- Work task -
The result should be the listing below restated word for word, with images left out.

- Dataset records -

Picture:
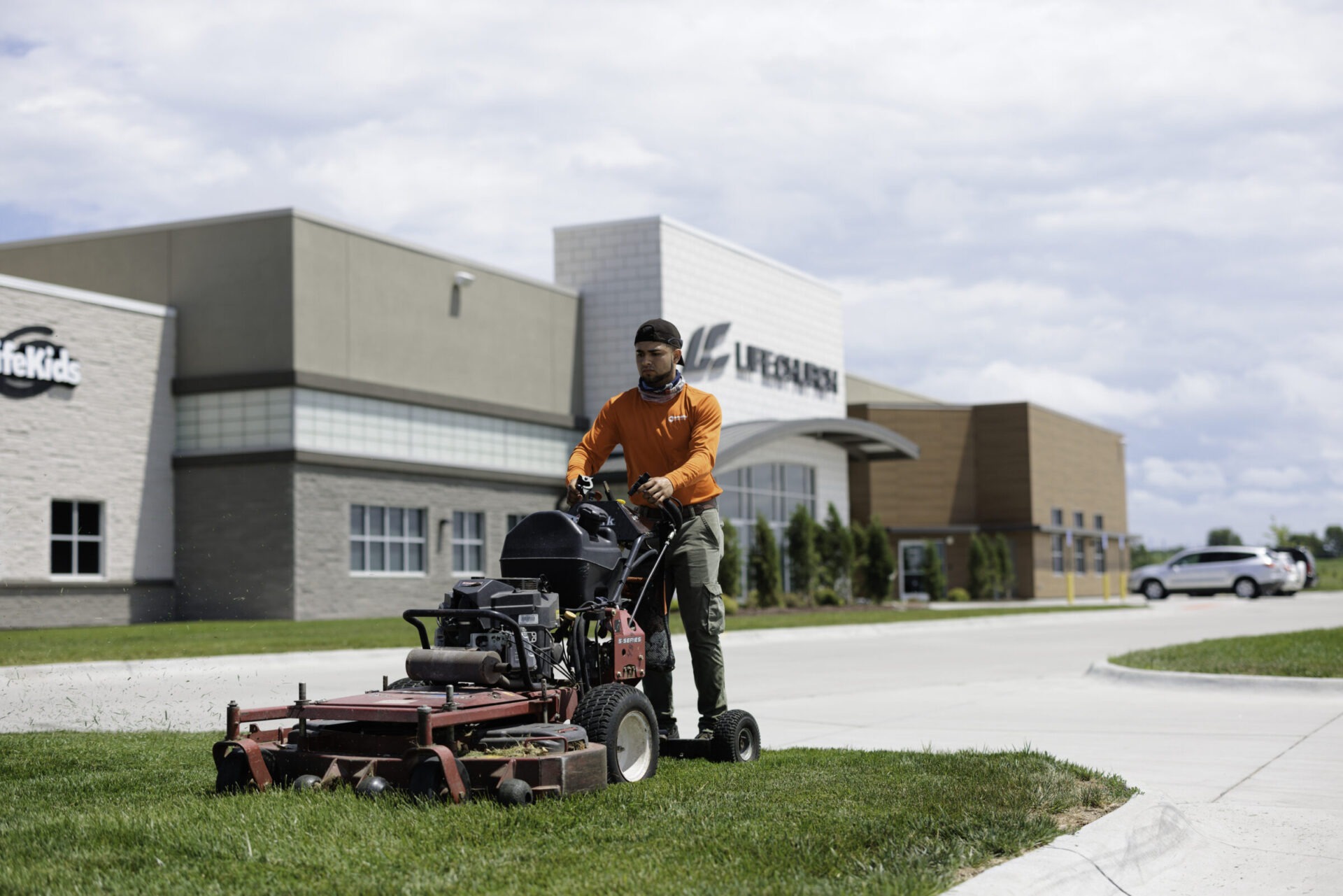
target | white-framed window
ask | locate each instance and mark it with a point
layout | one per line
(386, 541)
(468, 543)
(77, 539)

- Answer to the exercise -
Picture:
target | white-framed window
ask | locate each instance and mark it with a point
layout | one per line
(386, 541)
(468, 543)
(77, 539)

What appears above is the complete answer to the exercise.